Required task -> Lay out the material as a JSON list of strings, one string per line and blank lines left out, beginning at the line that contains "the gray shingle" and stopping after the last line of the material.

====== Listed records ======

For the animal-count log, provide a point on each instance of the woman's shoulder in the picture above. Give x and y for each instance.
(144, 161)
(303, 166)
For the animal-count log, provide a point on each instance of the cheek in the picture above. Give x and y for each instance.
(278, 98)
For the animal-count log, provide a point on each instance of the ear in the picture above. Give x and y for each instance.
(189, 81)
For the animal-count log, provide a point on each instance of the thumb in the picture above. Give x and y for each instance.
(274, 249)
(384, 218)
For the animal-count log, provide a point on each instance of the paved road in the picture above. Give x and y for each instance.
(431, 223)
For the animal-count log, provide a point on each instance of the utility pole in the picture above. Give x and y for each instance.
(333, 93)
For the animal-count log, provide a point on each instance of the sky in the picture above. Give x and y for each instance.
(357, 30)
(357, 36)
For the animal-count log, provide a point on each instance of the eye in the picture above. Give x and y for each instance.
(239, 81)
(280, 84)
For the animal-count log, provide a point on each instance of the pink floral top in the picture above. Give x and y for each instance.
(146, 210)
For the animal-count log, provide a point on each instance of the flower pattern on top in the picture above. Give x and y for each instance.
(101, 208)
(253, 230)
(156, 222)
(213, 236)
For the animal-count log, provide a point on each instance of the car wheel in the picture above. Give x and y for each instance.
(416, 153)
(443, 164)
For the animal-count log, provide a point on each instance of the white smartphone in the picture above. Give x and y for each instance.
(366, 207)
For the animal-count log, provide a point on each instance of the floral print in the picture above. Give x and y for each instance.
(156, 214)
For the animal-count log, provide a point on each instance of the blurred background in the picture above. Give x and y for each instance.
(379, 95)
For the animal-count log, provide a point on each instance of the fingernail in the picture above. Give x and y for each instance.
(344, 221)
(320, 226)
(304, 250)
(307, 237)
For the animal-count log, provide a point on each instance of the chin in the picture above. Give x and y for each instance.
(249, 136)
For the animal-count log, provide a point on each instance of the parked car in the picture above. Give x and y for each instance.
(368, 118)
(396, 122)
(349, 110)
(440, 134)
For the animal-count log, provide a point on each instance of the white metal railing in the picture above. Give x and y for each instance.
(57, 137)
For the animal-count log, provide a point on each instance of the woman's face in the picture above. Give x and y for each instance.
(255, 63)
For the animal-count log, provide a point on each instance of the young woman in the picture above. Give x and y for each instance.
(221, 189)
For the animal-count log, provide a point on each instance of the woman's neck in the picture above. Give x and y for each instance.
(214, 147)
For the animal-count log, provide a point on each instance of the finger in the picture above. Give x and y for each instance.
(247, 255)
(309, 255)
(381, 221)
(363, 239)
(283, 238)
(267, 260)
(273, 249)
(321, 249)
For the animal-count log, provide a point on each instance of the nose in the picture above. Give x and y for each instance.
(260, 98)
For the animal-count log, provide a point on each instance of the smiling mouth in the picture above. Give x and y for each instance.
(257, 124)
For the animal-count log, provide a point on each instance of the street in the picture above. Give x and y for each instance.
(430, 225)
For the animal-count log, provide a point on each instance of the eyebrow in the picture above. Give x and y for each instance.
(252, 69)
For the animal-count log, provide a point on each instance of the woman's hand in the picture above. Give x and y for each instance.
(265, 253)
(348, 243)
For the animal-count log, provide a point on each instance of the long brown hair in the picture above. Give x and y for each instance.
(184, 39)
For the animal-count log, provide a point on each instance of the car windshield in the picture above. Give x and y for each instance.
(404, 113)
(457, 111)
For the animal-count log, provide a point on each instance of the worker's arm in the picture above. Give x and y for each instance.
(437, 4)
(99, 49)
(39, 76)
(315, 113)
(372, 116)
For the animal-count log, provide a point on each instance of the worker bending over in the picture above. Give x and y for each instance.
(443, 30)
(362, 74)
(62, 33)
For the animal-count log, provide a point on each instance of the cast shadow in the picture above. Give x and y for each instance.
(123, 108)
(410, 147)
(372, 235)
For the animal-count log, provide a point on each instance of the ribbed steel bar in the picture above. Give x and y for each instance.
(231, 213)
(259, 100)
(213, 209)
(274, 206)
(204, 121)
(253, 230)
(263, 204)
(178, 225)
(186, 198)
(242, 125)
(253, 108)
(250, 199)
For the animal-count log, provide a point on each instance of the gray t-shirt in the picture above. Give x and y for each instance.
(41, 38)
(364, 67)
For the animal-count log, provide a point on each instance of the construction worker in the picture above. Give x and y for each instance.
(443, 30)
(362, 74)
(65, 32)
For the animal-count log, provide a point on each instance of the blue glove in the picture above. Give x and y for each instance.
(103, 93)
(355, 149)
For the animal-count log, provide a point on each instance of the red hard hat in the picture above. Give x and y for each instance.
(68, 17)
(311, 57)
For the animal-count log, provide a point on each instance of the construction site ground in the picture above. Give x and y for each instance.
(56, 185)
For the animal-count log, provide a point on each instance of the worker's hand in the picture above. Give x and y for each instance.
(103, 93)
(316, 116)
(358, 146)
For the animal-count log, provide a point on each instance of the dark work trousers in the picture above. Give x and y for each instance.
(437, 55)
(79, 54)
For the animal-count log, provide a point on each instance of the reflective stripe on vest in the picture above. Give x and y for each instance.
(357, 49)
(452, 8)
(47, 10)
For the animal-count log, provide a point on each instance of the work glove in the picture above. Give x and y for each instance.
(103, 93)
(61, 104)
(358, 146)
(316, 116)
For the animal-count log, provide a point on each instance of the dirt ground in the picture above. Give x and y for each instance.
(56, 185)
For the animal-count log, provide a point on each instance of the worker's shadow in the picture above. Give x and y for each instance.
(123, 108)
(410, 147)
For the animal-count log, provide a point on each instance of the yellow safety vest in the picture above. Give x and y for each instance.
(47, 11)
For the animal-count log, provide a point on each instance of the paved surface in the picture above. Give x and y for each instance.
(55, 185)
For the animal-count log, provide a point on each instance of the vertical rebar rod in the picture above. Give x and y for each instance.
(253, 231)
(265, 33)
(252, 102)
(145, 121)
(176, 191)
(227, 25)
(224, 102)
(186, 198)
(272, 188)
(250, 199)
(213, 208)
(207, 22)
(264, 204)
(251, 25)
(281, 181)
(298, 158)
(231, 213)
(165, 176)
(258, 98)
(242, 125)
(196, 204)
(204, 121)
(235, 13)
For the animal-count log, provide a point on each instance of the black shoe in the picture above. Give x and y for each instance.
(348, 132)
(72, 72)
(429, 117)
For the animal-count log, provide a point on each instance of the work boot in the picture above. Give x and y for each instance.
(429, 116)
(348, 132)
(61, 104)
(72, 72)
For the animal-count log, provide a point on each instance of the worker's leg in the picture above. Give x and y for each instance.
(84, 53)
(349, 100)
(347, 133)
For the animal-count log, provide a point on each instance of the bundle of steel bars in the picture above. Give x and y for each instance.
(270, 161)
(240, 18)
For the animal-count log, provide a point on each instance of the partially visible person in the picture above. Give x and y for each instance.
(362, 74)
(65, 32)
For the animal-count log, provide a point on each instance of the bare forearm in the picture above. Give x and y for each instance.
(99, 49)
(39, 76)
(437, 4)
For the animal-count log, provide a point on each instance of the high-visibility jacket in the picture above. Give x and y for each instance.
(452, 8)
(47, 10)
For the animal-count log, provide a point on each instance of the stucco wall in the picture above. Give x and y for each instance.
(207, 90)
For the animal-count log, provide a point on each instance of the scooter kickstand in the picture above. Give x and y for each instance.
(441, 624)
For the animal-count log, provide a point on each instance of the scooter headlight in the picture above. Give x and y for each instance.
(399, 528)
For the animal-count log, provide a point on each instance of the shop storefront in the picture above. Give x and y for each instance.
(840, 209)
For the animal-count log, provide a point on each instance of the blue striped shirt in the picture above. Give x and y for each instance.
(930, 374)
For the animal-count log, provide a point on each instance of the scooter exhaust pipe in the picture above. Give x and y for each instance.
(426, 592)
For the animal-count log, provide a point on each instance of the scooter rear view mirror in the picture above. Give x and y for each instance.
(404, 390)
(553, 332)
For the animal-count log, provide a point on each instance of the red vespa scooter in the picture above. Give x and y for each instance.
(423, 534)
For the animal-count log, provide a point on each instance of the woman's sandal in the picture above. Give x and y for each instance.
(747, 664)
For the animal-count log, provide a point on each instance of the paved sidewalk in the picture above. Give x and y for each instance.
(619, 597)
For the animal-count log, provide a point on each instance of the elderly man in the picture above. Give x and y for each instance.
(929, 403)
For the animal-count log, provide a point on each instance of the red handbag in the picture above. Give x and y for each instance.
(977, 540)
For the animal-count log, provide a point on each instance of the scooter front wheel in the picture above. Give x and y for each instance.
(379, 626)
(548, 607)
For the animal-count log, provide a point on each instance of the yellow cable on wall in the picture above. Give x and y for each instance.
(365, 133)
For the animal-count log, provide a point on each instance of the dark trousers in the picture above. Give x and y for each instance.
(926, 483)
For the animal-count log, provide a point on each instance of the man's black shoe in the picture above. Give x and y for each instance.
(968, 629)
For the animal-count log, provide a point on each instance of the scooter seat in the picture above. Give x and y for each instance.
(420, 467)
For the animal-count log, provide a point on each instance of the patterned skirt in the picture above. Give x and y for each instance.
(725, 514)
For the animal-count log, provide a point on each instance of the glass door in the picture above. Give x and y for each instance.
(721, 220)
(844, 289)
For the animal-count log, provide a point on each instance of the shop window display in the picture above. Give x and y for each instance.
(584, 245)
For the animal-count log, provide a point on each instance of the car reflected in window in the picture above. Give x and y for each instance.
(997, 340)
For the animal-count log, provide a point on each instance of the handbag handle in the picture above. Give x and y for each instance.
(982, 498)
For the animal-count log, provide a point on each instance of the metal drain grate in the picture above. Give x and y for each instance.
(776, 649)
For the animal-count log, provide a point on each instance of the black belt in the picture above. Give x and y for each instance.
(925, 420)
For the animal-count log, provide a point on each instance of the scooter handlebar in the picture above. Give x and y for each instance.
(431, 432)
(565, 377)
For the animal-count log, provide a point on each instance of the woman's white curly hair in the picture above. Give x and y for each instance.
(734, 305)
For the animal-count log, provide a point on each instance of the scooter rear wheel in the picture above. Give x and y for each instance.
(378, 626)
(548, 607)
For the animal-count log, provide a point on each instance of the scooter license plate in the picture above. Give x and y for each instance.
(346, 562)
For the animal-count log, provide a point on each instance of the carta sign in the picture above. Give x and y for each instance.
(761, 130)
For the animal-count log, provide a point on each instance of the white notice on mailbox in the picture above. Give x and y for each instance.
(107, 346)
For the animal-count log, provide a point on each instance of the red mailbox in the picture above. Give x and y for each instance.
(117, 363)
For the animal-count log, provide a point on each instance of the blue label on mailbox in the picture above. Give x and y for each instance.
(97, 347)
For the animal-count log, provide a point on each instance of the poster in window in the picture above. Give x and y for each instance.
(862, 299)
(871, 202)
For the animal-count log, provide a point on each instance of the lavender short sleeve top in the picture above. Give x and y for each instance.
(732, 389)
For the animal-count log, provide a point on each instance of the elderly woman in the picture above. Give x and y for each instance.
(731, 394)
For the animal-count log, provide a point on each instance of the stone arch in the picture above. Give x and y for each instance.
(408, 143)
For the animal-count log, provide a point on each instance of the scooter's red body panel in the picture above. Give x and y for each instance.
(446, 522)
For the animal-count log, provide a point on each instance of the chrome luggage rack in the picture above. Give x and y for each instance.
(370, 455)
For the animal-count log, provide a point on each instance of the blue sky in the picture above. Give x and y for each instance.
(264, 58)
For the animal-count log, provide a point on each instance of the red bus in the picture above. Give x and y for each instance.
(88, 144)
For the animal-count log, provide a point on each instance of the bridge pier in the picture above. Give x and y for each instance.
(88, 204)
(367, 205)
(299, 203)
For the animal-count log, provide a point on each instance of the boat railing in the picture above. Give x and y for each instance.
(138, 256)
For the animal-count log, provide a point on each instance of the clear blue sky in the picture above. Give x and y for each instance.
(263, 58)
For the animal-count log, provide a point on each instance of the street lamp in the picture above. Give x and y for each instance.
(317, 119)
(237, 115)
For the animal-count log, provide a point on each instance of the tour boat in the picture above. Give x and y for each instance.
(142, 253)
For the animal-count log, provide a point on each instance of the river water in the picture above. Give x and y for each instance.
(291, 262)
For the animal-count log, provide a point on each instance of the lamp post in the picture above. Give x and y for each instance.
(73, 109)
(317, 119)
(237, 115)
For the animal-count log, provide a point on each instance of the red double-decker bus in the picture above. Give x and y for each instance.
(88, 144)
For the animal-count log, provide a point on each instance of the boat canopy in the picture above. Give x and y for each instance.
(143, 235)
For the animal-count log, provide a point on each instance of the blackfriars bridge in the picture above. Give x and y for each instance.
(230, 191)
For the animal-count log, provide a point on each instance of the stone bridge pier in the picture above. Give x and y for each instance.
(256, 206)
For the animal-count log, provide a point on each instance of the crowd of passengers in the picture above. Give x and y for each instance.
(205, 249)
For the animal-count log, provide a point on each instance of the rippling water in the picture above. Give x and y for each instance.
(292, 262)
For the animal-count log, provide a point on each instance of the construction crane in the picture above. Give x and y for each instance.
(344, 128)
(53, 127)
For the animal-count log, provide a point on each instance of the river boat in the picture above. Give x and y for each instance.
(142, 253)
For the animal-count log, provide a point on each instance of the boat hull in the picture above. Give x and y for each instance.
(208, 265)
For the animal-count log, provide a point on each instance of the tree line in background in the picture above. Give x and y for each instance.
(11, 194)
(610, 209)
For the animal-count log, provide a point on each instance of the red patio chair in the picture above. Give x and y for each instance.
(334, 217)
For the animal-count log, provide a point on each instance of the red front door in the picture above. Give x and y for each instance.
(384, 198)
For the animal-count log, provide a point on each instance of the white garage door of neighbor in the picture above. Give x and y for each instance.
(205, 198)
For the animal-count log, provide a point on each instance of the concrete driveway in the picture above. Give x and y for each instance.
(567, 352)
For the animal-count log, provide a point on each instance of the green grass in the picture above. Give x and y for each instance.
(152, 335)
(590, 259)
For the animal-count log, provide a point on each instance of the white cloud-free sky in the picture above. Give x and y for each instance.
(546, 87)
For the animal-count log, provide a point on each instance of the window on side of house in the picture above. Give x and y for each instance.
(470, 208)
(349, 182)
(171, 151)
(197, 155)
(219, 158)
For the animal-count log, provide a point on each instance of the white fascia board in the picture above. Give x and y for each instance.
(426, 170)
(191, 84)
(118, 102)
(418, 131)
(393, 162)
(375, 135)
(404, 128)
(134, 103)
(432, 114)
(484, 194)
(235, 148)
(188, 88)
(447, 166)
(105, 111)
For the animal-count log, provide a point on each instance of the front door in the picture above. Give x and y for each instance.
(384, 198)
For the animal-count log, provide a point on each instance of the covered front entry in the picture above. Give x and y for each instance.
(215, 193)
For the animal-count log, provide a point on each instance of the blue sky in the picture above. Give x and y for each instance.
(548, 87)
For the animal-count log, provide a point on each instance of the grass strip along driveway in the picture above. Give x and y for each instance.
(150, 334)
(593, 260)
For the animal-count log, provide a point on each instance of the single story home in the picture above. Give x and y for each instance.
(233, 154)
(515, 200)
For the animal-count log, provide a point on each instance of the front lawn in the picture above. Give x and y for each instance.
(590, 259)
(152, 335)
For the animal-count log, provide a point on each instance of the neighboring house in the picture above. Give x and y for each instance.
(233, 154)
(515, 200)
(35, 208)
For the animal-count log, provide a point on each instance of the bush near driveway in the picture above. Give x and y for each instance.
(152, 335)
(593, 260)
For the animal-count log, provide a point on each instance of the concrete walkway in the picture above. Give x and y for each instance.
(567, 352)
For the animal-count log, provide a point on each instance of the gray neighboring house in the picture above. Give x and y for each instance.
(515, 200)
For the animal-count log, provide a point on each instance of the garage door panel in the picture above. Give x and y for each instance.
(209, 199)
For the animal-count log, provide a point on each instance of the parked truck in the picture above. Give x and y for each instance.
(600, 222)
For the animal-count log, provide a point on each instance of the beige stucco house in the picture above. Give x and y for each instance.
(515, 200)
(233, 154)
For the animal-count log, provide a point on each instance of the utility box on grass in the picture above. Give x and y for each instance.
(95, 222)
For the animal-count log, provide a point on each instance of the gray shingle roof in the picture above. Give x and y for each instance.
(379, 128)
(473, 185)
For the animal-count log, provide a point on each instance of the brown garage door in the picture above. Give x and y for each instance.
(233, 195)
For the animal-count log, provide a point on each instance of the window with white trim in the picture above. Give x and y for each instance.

======

The response ->
[
  "For the animal-count log, provide a point on each instance of the gray shingle roof in the picture above. Give x and y for each instance.",
  "(379, 128)",
  "(473, 185)",
  "For the animal-count log, provide a point on each instance of the brown garage door in the picture above. Give x and y for each instance.",
  "(233, 195)",
  "For the animal-count log, provide a point on each instance of the window with white trim in the picture above. Give x and y for each instance."
]